PASSAGE SHOWN |
§
Consider the following linear programming problem:
"Minimize 2x1 + 3x2 subject to the constraints
2x1 + x2 ≥ 4
2x1 – x2 ≥ -1
x1,x2 ≥ 0"
Since there are ≥ signs in both constraints, I want to use the big-M method. The original solution in standard form shows that the auxiliary variable has to be added to the first constraint.
So I've got the problem in standard form for the big-M method as:
"Minimize 2x1 + 3x2 + MA
subject to the constraints
2x1 + x2 – x3 + A ≥ 4
2x1 – x2 – x4 ≥ -1
x1,x2 ≥ 0"
I've performed the method on this, with tableau:
| 1 | 2 | 1 | 0 | 0 | -M | 0
|0 | 2 | 1 |-1 | 0 | 1 | 4
|0 | 2 |-1 | 0 |-1 | 0 |-1
(Row 0 at the top is the objective function)
But this gives a tableau with a negative and a zero in the entering column after two iterations, implying that the feasible region is unbounded and I can perform no more iterations despite the objective row not being optimal.
I can see from drawing the constraints that the optimal solution is at 4, so this cannot be the correct conclusion. What have I done wrong? Or is the method impossible with this problem?
Best Answer
You do not have the right objective function. It is described here, how the objective function has to be created.
§
RECORDED DATA |
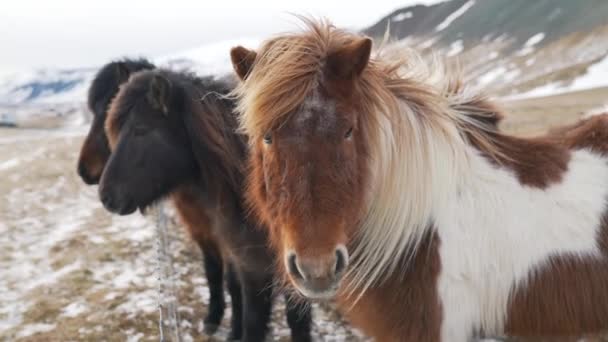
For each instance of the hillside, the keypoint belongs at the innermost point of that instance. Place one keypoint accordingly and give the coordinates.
§
INSTRUCTIONS |
(a) Please answer these about the linear programming thread, one per line:
(i) What expression does the original problem ask to minimize?
(ii) To which constraint does the poster say the auxiliary variable has to be added?
(iii) What does the best answer say the poster does not have right?
(b) Carry the linear programming thread on from its last line.

SOLVED TASKS |
(a)
(i) 2x1 + 3x2
(ii) The first constraint
(iii) The objective function

(b)
$$\begin{array}{|m{cm}|m{1cm}|} \hline x_1 &x_2 &s_1 & s_2 & a_1 & RHS \\ \hline \hline \hline \color{blue}{-2+2M}& -3+M & M & 0 & 0 & 4M\\ \hline \color{red}{\boxed{ 2}} & 1 & -1 & 0&1&4 \\ \hline -2 &1&0&1&0&1 \\ \hline \end{array}$$
$s_1$ and $s_2$ are the slack variables. $a_1$ is the artificial variable for the first constraint.
The pivot element is $\color{red}2$, because $\color{blue}{-2+2M}$ is the biggest value in the first row.
$$\begin{array}{|m{cm}|m{1cm}|} \hline x_1 &x_2 &s_1 & s_2 & a_1 & RHS \\ \hline \hline \hline 0& -2 & -1 & 0 & 1-M & 4\\ \hline 1 & \frac{1}{2} & -\frac{1}{2} & 0&\frac{1}{2}&2 \\ \hline 0 &2&-1&1&1&5 \\ \hline \end{array}$$
All coefficients in the first row are non-positive. $x^*_1=2,x_2^*=0,s_1=0,s_2=5,a_1=0,z^*=4$
Remark:
The second constraint has to be transformed, before you can put it in the table. The RHS has to be non-negative.
$2x_1-x_2\geq -1$
The easiest way is to multibly the equation by (-1). The relation sign turns around.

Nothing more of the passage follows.